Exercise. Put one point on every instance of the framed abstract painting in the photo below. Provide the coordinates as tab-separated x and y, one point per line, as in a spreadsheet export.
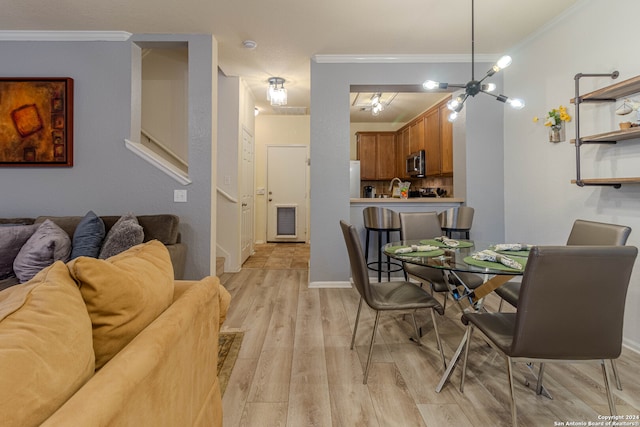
36	122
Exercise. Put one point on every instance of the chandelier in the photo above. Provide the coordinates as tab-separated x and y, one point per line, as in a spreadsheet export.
474	87
277	95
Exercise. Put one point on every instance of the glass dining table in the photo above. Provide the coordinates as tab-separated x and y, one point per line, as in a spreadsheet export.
458	258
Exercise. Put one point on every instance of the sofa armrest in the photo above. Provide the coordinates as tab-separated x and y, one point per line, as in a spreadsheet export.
166	376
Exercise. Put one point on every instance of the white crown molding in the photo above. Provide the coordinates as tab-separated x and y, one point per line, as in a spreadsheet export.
83	36
402	59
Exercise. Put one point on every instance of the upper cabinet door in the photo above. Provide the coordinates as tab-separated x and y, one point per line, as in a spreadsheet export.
446	141
432	142
367	156
386	156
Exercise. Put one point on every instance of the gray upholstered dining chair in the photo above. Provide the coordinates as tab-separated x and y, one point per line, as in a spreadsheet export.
457	220
583	232
386	296
546	328
423	225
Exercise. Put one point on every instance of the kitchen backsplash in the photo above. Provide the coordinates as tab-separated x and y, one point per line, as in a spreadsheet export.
444	183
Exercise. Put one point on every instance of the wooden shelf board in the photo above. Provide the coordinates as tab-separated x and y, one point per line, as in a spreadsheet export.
609	181
615	91
613	136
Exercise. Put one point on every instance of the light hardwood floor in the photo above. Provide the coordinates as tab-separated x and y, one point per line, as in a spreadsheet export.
295	367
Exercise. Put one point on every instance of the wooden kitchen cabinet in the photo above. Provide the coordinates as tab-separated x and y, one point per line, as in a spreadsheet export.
416	135
377	154
403	149
432	142
446	141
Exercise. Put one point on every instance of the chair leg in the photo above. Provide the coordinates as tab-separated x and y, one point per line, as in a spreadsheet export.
355	328
373	337
514	414
438	341
417	331
616	375
540	375
612	403
466	355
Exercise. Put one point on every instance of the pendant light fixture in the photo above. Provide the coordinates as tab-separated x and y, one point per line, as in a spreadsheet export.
474	87
277	95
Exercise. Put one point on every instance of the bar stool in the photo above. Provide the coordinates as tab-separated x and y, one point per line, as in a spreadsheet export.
382	221
456	220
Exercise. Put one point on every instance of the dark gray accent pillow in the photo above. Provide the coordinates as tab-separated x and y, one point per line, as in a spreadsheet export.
124	234
88	237
49	243
12	238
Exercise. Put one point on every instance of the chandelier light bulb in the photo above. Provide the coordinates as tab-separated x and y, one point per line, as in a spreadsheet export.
489	87
503	63
516	103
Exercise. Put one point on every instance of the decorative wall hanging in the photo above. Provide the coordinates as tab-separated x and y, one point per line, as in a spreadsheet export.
36	121
555	120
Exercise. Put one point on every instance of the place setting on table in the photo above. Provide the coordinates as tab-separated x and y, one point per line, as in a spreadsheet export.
498	262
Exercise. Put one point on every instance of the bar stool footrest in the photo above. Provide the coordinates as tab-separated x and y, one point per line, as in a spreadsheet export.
390	268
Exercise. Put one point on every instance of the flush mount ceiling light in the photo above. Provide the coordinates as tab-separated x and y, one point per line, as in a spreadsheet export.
375	102
277	95
474	87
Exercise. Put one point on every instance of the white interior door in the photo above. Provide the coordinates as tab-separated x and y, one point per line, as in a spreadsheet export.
246	232
287	167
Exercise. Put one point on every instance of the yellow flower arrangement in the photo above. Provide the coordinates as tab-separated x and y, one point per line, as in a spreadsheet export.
555	117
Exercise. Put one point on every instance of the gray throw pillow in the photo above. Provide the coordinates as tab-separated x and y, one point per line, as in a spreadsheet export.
49	243
12	238
88	236
124	234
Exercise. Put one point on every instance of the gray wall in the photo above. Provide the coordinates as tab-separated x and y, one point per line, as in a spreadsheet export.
106	177
330	84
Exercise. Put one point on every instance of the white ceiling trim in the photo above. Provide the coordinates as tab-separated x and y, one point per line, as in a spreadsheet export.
116	36
404	59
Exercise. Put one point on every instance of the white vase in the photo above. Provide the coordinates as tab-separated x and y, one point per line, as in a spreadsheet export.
557	133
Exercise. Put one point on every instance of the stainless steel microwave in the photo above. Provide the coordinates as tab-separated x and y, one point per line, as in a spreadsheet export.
416	166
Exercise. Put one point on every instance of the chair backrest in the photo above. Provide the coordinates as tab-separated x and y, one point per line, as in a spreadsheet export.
598	233
419	225
359	271
378	218
459	218
563	310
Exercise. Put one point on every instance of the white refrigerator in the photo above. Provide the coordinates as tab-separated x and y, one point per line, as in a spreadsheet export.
354	179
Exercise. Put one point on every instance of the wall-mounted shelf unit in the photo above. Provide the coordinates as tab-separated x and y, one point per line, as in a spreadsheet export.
607	94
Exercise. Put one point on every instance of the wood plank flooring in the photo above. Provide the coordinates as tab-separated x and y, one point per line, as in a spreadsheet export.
295	367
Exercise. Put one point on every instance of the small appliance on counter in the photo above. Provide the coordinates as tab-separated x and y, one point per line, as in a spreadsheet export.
416	165
369	192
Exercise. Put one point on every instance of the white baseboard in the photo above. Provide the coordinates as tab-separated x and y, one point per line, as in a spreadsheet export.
345	285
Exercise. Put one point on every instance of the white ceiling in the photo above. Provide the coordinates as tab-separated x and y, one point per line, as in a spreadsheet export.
289	33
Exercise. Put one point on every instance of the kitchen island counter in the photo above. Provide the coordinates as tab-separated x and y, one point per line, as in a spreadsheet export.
380	201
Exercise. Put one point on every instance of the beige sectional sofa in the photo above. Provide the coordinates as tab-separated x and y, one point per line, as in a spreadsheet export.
115	342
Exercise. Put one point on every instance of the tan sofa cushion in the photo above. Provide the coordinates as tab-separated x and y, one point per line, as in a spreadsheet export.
46	351
124	294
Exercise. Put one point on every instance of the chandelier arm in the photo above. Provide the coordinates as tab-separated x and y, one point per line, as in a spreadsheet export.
489	93
472	42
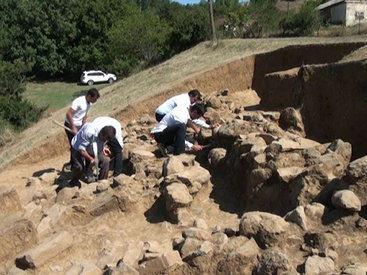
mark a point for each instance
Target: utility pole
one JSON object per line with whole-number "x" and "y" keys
{"x": 214, "y": 38}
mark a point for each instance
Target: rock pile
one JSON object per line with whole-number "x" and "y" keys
{"x": 301, "y": 206}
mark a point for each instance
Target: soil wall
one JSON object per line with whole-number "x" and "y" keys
{"x": 296, "y": 56}
{"x": 334, "y": 100}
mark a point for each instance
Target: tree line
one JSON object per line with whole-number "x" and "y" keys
{"x": 58, "y": 39}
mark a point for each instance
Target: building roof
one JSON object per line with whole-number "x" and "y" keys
{"x": 329, "y": 4}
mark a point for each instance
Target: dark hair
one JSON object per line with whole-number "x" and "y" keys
{"x": 108, "y": 131}
{"x": 199, "y": 108}
{"x": 194, "y": 93}
{"x": 93, "y": 93}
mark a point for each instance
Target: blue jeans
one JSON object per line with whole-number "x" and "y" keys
{"x": 173, "y": 135}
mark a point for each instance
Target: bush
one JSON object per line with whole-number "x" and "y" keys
{"x": 19, "y": 113}
{"x": 7, "y": 132}
{"x": 305, "y": 22}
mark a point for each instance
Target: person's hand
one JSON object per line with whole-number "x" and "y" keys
{"x": 74, "y": 130}
{"x": 106, "y": 151}
{"x": 197, "y": 147}
{"x": 92, "y": 164}
{"x": 215, "y": 125}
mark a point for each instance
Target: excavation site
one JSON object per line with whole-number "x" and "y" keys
{"x": 279, "y": 188}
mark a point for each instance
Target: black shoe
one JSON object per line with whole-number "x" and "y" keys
{"x": 67, "y": 167}
{"x": 162, "y": 149}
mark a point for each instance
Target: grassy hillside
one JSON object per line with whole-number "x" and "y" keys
{"x": 47, "y": 139}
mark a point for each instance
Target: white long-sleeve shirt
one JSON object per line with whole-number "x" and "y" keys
{"x": 103, "y": 121}
{"x": 180, "y": 114}
{"x": 178, "y": 100}
{"x": 80, "y": 106}
{"x": 85, "y": 137}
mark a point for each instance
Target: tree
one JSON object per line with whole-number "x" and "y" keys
{"x": 139, "y": 36}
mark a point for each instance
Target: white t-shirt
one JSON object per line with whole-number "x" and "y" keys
{"x": 80, "y": 107}
{"x": 180, "y": 114}
{"x": 85, "y": 137}
{"x": 170, "y": 104}
{"x": 103, "y": 121}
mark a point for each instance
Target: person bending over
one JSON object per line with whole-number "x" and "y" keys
{"x": 115, "y": 144}
{"x": 76, "y": 116}
{"x": 87, "y": 143}
{"x": 170, "y": 132}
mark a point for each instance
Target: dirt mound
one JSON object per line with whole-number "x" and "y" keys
{"x": 262, "y": 198}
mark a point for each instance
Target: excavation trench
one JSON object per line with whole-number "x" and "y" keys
{"x": 331, "y": 96}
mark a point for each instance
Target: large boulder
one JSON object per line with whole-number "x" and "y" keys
{"x": 265, "y": 228}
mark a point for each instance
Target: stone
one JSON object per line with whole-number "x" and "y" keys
{"x": 176, "y": 195}
{"x": 9, "y": 201}
{"x": 297, "y": 216}
{"x": 216, "y": 157}
{"x": 172, "y": 165}
{"x": 357, "y": 169}
{"x": 249, "y": 250}
{"x": 319, "y": 265}
{"x": 16, "y": 235}
{"x": 46, "y": 250}
{"x": 161, "y": 263}
{"x": 273, "y": 261}
{"x": 194, "y": 178}
{"x": 355, "y": 269}
{"x": 286, "y": 174}
{"x": 83, "y": 269}
{"x": 196, "y": 233}
{"x": 264, "y": 227}
{"x": 291, "y": 120}
{"x": 346, "y": 199}
{"x": 315, "y": 210}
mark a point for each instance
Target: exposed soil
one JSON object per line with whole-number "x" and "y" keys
{"x": 219, "y": 203}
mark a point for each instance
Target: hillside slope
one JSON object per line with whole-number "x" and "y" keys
{"x": 261, "y": 198}
{"x": 171, "y": 77}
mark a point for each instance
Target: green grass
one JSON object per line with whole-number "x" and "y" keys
{"x": 55, "y": 95}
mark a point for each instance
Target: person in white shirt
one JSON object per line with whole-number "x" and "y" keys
{"x": 185, "y": 100}
{"x": 171, "y": 130}
{"x": 76, "y": 116}
{"x": 116, "y": 143}
{"x": 82, "y": 149}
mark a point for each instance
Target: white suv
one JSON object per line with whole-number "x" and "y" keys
{"x": 91, "y": 77}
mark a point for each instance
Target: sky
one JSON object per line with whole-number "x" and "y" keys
{"x": 184, "y": 2}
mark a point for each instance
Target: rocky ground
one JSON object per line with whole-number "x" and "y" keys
{"x": 259, "y": 199}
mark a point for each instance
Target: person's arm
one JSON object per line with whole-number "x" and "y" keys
{"x": 69, "y": 116}
{"x": 193, "y": 126}
{"x": 85, "y": 154}
{"x": 85, "y": 119}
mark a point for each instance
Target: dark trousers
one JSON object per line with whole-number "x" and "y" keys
{"x": 70, "y": 136}
{"x": 116, "y": 150}
{"x": 78, "y": 166}
{"x": 159, "y": 117}
{"x": 173, "y": 136}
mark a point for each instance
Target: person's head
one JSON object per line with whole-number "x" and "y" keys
{"x": 107, "y": 133}
{"x": 194, "y": 96}
{"x": 92, "y": 95}
{"x": 197, "y": 110}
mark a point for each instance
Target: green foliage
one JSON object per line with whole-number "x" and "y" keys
{"x": 12, "y": 79}
{"x": 19, "y": 113}
{"x": 305, "y": 22}
{"x": 7, "y": 132}
{"x": 189, "y": 25}
{"x": 264, "y": 18}
{"x": 141, "y": 36}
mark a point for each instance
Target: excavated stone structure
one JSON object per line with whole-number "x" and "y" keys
{"x": 280, "y": 188}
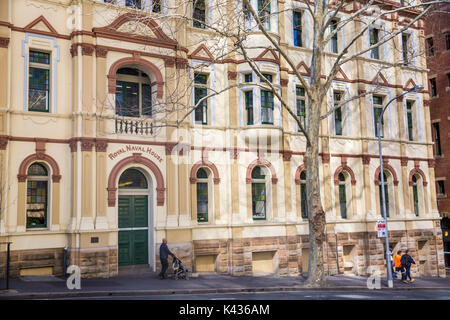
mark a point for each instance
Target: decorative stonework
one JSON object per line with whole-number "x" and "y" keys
{"x": 101, "y": 145}
{"x": 101, "y": 52}
{"x": 87, "y": 144}
{"x": 232, "y": 75}
{"x": 287, "y": 155}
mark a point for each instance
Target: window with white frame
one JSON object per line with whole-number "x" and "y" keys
{"x": 199, "y": 13}
{"x": 202, "y": 194}
{"x": 200, "y": 91}
{"x": 301, "y": 105}
{"x": 297, "y": 28}
{"x": 249, "y": 111}
{"x": 264, "y": 13}
{"x": 267, "y": 102}
{"x": 374, "y": 38}
{"x": 303, "y": 197}
{"x": 37, "y": 196}
{"x": 133, "y": 93}
{"x": 334, "y": 38}
{"x": 410, "y": 119}
{"x": 259, "y": 198}
{"x": 39, "y": 81}
{"x": 377, "y": 110}
{"x": 337, "y": 115}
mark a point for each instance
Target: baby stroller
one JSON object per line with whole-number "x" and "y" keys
{"x": 178, "y": 270}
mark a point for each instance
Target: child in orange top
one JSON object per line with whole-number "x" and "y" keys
{"x": 397, "y": 263}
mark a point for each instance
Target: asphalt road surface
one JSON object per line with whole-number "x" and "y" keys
{"x": 295, "y": 295}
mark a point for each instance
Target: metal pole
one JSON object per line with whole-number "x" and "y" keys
{"x": 388, "y": 258}
{"x": 7, "y": 265}
{"x": 383, "y": 207}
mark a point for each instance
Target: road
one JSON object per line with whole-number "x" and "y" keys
{"x": 296, "y": 295}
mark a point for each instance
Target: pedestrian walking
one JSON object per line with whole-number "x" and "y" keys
{"x": 397, "y": 263}
{"x": 407, "y": 261}
{"x": 164, "y": 253}
{"x": 391, "y": 257}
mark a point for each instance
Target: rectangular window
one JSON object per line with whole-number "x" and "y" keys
{"x": 441, "y": 187}
{"x": 37, "y": 204}
{"x": 199, "y": 14}
{"x": 433, "y": 87}
{"x": 249, "y": 107}
{"x": 202, "y": 201}
{"x": 437, "y": 139}
{"x": 301, "y": 105}
{"x": 377, "y": 110}
{"x": 39, "y": 81}
{"x": 259, "y": 201}
{"x": 266, "y": 107}
{"x": 374, "y": 38}
{"x": 267, "y": 76}
{"x": 334, "y": 44}
{"x": 303, "y": 201}
{"x": 337, "y": 114}
{"x": 430, "y": 47}
{"x": 409, "y": 119}
{"x": 297, "y": 25}
{"x": 200, "y": 91}
{"x": 447, "y": 40}
{"x": 264, "y": 13}
{"x": 127, "y": 99}
{"x": 405, "y": 48}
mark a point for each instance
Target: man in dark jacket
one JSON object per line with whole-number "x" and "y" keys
{"x": 406, "y": 262}
{"x": 164, "y": 253}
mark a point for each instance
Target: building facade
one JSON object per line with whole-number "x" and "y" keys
{"x": 85, "y": 167}
{"x": 437, "y": 35}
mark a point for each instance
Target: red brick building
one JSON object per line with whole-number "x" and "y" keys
{"x": 437, "y": 38}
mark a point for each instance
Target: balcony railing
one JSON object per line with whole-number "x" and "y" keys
{"x": 137, "y": 127}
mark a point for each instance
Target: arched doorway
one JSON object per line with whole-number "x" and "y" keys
{"x": 135, "y": 236}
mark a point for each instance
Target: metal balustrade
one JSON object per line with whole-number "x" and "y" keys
{"x": 137, "y": 127}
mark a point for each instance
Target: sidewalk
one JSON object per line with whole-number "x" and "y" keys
{"x": 149, "y": 284}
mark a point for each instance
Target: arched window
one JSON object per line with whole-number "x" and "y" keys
{"x": 303, "y": 198}
{"x": 202, "y": 195}
{"x": 37, "y": 196}
{"x": 387, "y": 192}
{"x": 342, "y": 196}
{"x": 259, "y": 193}
{"x": 132, "y": 179}
{"x": 133, "y": 93}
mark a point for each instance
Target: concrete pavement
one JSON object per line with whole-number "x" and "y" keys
{"x": 150, "y": 284}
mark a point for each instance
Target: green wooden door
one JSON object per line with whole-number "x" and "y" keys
{"x": 133, "y": 230}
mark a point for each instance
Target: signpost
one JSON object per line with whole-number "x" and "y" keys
{"x": 381, "y": 228}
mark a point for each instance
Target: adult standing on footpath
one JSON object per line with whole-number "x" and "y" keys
{"x": 397, "y": 263}
{"x": 164, "y": 253}
{"x": 407, "y": 261}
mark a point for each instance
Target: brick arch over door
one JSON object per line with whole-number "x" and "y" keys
{"x": 414, "y": 171}
{"x": 135, "y": 60}
{"x": 261, "y": 162}
{"x": 390, "y": 169}
{"x": 22, "y": 176}
{"x": 346, "y": 169}
{"x": 204, "y": 163}
{"x": 135, "y": 158}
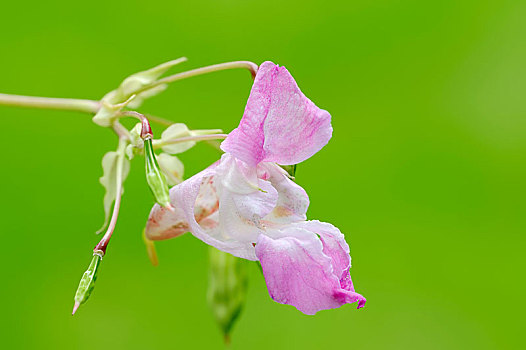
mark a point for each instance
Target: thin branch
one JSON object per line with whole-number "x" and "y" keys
{"x": 66, "y": 104}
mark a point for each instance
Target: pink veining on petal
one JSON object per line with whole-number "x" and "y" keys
{"x": 298, "y": 272}
{"x": 280, "y": 123}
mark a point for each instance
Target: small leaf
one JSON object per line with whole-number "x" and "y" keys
{"x": 150, "y": 249}
{"x": 109, "y": 181}
{"x": 87, "y": 282}
{"x": 173, "y": 132}
{"x": 227, "y": 286}
{"x": 136, "y": 142}
{"x": 172, "y": 167}
{"x": 154, "y": 177}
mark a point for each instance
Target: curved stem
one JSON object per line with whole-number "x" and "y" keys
{"x": 103, "y": 244}
{"x": 159, "y": 144}
{"x": 146, "y": 130}
{"x": 66, "y": 104}
{"x": 251, "y": 66}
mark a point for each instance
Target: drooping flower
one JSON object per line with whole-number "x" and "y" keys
{"x": 246, "y": 205}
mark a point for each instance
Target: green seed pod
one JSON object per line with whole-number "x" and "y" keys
{"x": 154, "y": 176}
{"x": 87, "y": 282}
{"x": 227, "y": 286}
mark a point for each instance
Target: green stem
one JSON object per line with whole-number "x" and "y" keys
{"x": 159, "y": 144}
{"x": 251, "y": 66}
{"x": 66, "y": 104}
{"x": 103, "y": 244}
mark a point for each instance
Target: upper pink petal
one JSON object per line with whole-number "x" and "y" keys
{"x": 298, "y": 271}
{"x": 280, "y": 123}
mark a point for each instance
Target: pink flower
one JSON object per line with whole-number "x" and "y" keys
{"x": 246, "y": 205}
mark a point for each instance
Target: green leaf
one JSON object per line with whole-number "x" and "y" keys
{"x": 154, "y": 177}
{"x": 172, "y": 168}
{"x": 173, "y": 132}
{"x": 227, "y": 287}
{"x": 136, "y": 142}
{"x": 87, "y": 282}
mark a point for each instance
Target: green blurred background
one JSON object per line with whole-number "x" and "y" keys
{"x": 425, "y": 172}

» **What is being asked**
Wherever a line in the material contains "window", count it; the answer is the number alone.

» **Exercise output**
3